Referring expression pointing data
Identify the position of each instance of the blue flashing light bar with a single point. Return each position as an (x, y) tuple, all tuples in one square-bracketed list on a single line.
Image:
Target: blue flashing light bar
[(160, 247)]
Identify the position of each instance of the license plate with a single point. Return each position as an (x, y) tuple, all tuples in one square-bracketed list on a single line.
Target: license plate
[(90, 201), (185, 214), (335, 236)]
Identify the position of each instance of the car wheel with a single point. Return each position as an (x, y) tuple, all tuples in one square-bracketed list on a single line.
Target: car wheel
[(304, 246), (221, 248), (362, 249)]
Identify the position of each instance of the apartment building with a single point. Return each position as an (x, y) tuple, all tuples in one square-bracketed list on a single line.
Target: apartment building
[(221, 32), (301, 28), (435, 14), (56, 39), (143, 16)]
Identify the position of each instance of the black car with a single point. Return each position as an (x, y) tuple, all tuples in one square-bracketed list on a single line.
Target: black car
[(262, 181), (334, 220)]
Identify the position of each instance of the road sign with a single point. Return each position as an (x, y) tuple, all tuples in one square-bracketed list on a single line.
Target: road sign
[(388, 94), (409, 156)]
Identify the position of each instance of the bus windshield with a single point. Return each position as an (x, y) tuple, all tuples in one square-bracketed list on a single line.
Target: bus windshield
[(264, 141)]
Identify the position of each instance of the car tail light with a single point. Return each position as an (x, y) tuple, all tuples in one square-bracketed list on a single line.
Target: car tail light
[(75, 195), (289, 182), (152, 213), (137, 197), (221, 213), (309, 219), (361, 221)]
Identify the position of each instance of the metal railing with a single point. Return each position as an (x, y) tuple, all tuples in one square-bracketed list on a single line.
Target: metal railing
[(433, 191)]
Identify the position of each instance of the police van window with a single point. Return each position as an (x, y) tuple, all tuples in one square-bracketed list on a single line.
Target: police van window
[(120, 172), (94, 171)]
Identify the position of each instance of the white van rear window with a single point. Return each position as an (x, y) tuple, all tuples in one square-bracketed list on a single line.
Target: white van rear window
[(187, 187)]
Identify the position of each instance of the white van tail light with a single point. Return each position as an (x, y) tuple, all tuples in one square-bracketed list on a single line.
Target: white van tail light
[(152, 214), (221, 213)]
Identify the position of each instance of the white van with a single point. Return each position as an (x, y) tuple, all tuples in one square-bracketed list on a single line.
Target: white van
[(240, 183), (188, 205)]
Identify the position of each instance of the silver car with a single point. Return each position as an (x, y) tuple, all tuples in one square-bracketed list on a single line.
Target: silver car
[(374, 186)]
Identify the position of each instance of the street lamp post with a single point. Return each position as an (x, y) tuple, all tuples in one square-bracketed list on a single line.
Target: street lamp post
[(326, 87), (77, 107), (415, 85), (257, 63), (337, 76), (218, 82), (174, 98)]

PROBLEM: The records shown above are to be copied exactly, every one of them.

WRITTEN REPLY:
Identify the position of each instance of the blue flashing light bar with a single point. Return each position as an (x, y) tuple, all tuples in one square-bracketed list on a single line.
Image:
Target: blue flashing light bar
[(160, 247)]
Identify the position of each instance of the license plate with a single point. Return each position as an (x, y) tuple, all tuples in one square-bracketed list on a single line.
Target: license plate
[(90, 201), (185, 214), (335, 236)]
Identify the position of each instance of the car wheel with a single point. Return each position as an (x, y) tuple, all tuples in one square-bracketed list on a single line.
Target: car wheel
[(304, 246), (221, 248), (362, 249)]
Identify the position of each instance of the apartment building with a single point. Return each position as an (x, y) tuple, all tuples in one square-bracketed list on a single line.
Target: apartment building
[(221, 32), (301, 28), (435, 14), (56, 39), (143, 16)]
Identify the position of each instance of the black car with a single point. Return each position as an (x, y) tuple, all tuples in one square-bracketed list on a single line.
Target: black car
[(262, 181), (334, 220)]
Identify the position of each instance of the road sign with a single point. Return each position as an (x, y) tuple, all tuples in one square-bracketed list on a single line.
Target: road sign
[(388, 94), (409, 156)]
Identify the position of each instance of the bus windshield with a single point. Return each position as an (x, y) tuple, all tuples in one square-bracketed list on a single line.
Target: bus windshield
[(264, 141)]
Identify the position of each instance of the car tail light with a single point. Return each position as an (x, y) tuple, all tuples in one square-bracketed list on a single line.
Target: car tail light
[(75, 195), (289, 182), (152, 213), (137, 197), (221, 213), (309, 219), (361, 221)]
Identify the position of each instance of the metal railing with a single point. Return each position as an (x, y) tuple, all tuples in one square-bracketed list on a single line.
Target: metal railing
[(433, 191)]
Identify the position of each instance of the police van window with a single point. Return each position as an (x, y) tuple, all tuples in one square-bracketed list on a single line.
Target: police van window
[(120, 172), (94, 171)]
Identify the position of each instance of the white van rear window with a single point. Return each position as an (x, y) tuple, all tuples in one square-bracketed list on a single line.
Target: white van rear window
[(187, 187)]
Identify the position of each instance of the white van tail light with a single point. Return each position as an (x, y) tuple, all tuples in one square-bracketed list on a single line.
Target: white van tail light
[(152, 214), (221, 213)]
Identify the position of each instance of the white van with a single point. Return each position as an (x, y) tuple, all tuples in one square-bracketed list on a single line.
Target: white van
[(240, 183), (188, 205)]
Identify the position of each instance of the silver car with a single point. Return each position as an (x, y) tuple, all tuples in one square-bracketed list on a single line.
Target: silver car
[(374, 186)]
Identify the position of each instance of the street lamp post with a single point. Return each position as an (x, y) tuple, all tuples in one square-bracketed list on a single line.
Target: street lamp post
[(326, 87), (77, 107), (415, 85), (257, 63), (337, 76), (218, 82), (174, 98)]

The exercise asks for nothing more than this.